Could you print, without changes, the lines of the records below, starting with the line that contains "[locate] the ski" and going on through the last line of the records?

**Dataset records**

-=-=-

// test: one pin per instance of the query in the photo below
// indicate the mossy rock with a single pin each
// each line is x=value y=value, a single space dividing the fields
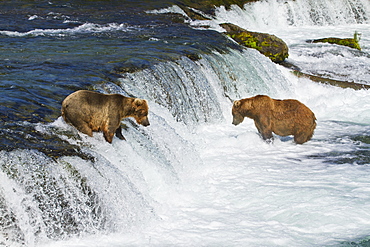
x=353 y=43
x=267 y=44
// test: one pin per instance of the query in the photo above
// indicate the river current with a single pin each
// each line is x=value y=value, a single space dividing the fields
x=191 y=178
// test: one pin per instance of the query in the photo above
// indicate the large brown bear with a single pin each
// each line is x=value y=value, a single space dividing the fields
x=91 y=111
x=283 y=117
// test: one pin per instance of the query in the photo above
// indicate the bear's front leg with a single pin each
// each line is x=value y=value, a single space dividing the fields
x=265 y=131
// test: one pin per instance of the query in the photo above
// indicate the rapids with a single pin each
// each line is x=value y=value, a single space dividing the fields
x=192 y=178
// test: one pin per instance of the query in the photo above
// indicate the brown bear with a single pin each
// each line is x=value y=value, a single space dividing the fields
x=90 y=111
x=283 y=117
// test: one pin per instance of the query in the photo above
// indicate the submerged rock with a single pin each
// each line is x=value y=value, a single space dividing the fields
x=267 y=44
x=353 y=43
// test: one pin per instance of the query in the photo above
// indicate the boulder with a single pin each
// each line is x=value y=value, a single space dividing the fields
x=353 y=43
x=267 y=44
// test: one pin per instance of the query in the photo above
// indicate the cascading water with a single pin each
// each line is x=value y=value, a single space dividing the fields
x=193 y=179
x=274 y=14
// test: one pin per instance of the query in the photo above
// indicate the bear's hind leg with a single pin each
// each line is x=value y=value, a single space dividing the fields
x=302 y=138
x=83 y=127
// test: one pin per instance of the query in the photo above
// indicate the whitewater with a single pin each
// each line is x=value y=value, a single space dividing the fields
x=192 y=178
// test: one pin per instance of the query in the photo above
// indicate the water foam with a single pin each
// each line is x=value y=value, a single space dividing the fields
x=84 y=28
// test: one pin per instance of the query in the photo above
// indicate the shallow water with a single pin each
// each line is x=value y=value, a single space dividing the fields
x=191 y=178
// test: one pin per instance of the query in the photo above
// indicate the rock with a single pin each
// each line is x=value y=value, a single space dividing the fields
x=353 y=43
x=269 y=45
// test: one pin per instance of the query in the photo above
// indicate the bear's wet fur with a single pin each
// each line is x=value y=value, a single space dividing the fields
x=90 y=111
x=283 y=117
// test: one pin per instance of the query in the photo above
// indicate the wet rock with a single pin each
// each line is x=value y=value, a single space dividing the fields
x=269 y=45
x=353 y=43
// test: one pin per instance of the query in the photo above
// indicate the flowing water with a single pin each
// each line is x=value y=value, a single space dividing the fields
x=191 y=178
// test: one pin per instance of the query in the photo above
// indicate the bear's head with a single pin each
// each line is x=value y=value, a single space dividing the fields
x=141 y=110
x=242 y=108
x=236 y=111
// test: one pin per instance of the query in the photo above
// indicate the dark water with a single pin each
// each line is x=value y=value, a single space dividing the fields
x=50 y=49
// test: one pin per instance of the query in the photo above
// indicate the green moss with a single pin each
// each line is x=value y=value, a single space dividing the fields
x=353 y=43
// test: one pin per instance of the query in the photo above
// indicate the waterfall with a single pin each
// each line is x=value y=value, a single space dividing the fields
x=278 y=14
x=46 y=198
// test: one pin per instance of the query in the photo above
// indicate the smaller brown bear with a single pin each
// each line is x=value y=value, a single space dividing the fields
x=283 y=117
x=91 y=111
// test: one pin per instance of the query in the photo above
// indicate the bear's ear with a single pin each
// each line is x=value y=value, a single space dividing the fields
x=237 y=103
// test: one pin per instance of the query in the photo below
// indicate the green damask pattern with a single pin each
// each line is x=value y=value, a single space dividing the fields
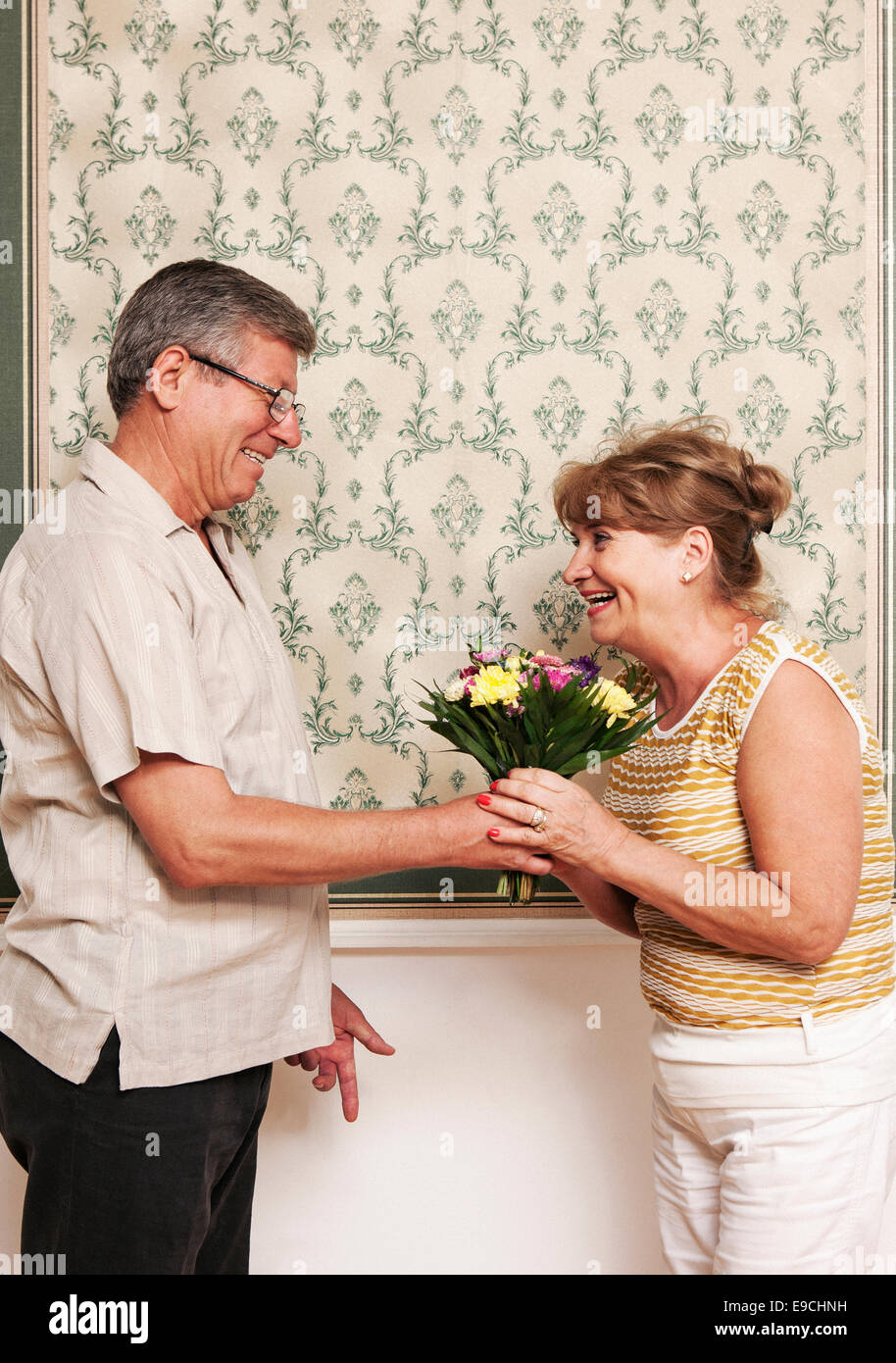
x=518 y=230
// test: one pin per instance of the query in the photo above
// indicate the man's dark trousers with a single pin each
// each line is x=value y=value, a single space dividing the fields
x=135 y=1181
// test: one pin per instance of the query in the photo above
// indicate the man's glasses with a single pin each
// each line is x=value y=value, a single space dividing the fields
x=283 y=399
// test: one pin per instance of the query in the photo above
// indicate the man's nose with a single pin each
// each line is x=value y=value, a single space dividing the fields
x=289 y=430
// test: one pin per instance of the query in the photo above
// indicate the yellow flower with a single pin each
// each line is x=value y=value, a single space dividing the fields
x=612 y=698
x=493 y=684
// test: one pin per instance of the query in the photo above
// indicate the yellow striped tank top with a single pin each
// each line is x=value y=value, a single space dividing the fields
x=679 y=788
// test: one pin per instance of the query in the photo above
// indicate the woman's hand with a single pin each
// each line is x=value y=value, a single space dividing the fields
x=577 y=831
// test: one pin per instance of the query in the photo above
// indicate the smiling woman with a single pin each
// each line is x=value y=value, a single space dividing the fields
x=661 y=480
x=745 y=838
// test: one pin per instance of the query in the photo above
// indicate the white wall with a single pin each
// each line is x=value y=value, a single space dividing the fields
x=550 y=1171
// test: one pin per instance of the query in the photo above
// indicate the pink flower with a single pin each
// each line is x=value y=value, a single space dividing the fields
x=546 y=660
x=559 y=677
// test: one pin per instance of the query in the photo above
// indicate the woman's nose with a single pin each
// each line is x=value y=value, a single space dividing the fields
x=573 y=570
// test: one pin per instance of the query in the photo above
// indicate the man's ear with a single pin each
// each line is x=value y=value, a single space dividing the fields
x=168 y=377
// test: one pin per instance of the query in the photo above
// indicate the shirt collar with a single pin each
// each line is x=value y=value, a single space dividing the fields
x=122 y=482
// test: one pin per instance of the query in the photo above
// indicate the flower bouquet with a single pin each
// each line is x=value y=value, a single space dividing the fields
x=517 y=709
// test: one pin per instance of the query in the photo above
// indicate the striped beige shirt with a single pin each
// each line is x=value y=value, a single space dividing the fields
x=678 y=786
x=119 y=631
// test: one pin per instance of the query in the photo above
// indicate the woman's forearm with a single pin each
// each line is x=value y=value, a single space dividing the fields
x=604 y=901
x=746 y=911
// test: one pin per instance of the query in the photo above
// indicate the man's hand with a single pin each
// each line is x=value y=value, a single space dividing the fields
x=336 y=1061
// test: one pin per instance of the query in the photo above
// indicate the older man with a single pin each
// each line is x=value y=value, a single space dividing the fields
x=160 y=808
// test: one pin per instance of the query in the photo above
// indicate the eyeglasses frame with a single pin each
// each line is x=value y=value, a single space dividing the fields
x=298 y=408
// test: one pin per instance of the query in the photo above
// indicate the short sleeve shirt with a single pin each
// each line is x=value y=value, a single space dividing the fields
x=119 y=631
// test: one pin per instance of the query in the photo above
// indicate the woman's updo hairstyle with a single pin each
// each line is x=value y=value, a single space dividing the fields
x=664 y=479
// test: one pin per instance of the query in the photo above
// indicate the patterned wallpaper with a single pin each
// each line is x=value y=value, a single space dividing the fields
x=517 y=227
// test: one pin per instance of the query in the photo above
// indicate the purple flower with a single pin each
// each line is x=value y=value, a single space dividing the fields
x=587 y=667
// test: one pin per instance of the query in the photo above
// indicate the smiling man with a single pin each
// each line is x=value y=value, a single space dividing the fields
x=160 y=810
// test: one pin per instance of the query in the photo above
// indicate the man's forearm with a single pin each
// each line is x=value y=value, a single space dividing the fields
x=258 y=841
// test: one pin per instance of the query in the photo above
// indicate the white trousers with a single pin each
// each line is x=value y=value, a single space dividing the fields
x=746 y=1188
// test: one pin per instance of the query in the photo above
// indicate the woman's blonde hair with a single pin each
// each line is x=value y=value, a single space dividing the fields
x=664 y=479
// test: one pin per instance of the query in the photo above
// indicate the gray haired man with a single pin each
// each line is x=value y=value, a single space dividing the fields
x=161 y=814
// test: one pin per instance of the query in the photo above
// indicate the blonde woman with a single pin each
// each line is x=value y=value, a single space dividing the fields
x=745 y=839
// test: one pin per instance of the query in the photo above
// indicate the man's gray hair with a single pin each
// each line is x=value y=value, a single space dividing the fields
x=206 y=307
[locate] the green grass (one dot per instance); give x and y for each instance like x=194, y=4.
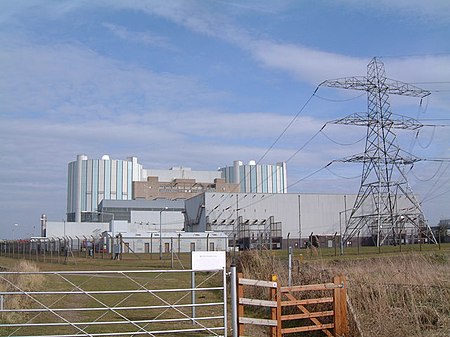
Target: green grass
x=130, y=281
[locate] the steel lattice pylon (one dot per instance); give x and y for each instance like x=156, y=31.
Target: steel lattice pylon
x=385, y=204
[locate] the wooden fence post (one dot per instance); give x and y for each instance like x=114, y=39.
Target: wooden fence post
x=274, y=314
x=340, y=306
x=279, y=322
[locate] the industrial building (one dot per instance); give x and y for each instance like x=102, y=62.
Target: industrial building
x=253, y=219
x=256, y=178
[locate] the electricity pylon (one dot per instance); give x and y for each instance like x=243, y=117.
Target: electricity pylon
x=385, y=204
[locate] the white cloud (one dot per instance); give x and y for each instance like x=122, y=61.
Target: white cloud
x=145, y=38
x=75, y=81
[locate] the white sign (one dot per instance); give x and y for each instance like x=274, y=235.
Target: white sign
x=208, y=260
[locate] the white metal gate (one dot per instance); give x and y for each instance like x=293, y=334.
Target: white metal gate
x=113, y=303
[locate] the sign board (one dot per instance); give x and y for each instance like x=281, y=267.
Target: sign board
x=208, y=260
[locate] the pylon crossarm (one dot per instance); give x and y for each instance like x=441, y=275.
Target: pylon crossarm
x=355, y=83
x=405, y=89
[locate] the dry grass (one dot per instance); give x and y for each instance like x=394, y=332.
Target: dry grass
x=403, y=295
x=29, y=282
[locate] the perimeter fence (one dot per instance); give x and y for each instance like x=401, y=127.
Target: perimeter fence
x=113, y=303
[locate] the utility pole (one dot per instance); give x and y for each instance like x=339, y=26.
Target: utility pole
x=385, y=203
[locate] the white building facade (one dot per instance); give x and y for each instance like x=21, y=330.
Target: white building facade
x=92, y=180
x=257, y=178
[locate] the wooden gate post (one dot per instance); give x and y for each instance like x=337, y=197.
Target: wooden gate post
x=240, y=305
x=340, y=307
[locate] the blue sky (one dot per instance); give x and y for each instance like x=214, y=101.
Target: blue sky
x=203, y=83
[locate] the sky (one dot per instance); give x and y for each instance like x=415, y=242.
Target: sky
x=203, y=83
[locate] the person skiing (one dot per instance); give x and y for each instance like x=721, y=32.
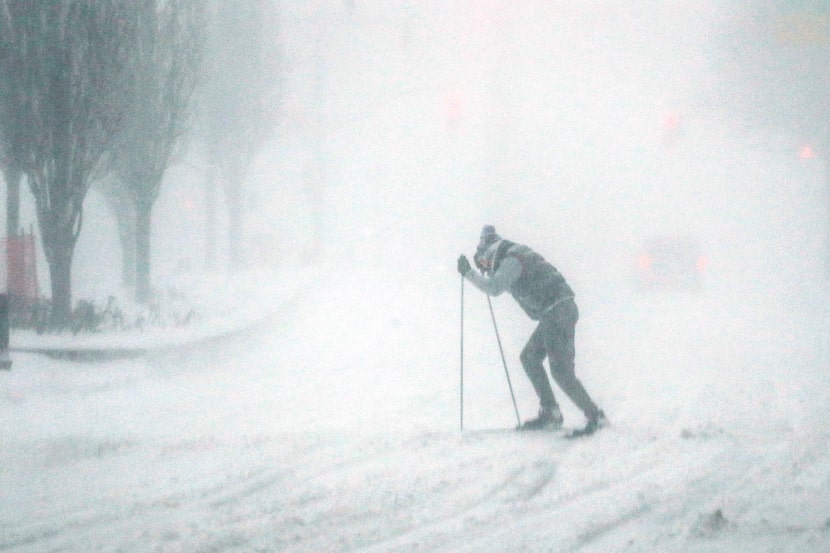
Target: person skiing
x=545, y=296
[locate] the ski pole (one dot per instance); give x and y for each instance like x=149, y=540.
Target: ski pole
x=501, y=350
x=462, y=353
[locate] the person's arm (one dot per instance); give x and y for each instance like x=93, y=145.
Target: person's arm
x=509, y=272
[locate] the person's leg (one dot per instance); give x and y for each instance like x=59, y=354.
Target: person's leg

-=-=-

**Finished task**
[locate] the ski pole (one dot per instance); give x and y for each instance like x=149, y=540.
Target: ski pole
x=501, y=350
x=462, y=353
[locate] the person's arm (one dot per instance); give x and y for each instance like x=93, y=145.
Target: person's arm
x=509, y=272
[locate] the person's leg (one dot per instance); give x and y for each instance like x=59, y=354.
Target: person's leg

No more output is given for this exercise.